*Короткое задание a*.
Чем, согласно отрывку, был сбит самолет Утюскина?

*Отрывок*.
□ □ □ □ □ □ □
После завершения Сталинградской эпопеи подразделения 17–й воздушной армии почему-то не были награждены медалью «За оборону Сталинграда». Отец искренне и по моему вполне логично считал, что их полк принимал участие в этой битве, так как они работали исключительно по танковой армии Гота, которая стремилась на помощь Паульсу, но искать логику в действиях наших властей пустая затея.
В 1943 году 39–й полк упоминается среди первых частей, участвовавших в освобождении Украины, а точнее Ворошиловградской области. Мне довелось читать брошюру, в которой рассказывалось о подвиге командира эскадрильи 39–бомбардировочного полка, который «повторил подвиг капитана Гастелло, направив свой подбитый самолет на скопление вражеских эшелонов в Ворошиловграде».
Я слышал об этой истории от отца, но несколько по–иному. Утюскин был из числа самых старых летчиков. Прошел финскую, на фронте с первого дня.
Сбили его на глазах отца зенитным снарядом при бомбежке Ворошиловградского железнодорожного узла. Неуправляемая машина камнем врезалась в землю. Поднятая вокруг его имени шумиха всех в полку удивила. В газетах и брошюрах его гибель продолжали сравнивать с подвигом Гастелло, но к званию героя Советского Союза не представили.
Надо сказать, что отец не являлся верующим человеком в общепринятом смысле. Он никогда при мне не ходил в церковь, дома никогда не было икон, тем не менее, он знал несколько молитв, которые без единой оговорки нам зачитывал.
Был ли отец атеистом? Думаю, что нет. Уважение к церкви, к священнослужителям у него было всегда. Однажды на поминках умершего соседа Александра Павловича Скрипченко произошел поразивший меня разговор.
Кто-то из уже подвыпивших гостей вдруг сказал, что-то вроде того, что «Уж Евгений Матвеевич обязательно попадет в Рай».
□ □ □ □ □ □ □
*Короткое задание b*.
Соберите все строки записей, содержащие строку «stem». Регистр букв имеет значение.
□ □ □ □ □ □ □
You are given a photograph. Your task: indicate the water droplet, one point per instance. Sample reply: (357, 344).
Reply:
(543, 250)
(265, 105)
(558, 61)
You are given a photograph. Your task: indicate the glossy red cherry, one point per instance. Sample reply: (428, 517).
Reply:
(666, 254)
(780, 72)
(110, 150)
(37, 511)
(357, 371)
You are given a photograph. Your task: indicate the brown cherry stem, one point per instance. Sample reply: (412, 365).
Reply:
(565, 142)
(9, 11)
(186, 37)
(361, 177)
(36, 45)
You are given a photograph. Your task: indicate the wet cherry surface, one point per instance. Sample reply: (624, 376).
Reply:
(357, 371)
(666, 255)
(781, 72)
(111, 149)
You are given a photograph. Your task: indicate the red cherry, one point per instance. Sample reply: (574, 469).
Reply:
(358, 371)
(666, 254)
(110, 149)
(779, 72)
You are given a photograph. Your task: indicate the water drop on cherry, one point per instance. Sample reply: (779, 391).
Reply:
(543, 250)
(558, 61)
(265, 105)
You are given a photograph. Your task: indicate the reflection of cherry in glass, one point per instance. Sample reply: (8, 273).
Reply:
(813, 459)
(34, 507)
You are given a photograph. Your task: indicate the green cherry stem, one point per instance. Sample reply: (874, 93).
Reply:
□ □ □ □ □ □ □
*Итоговый ответ a*.
Зенитным снарядом при бомбежке Ворошиловградского железнодорожного узла.

*Итоговый ответ b*.
You are given a photograph. Your task: indicate the brown cherry stem, one point per instance. Sample reply: (412, 365).
You are given a photograph. Your task: indicate the green cherry stem, one point per instance. Sample reply: (874, 93).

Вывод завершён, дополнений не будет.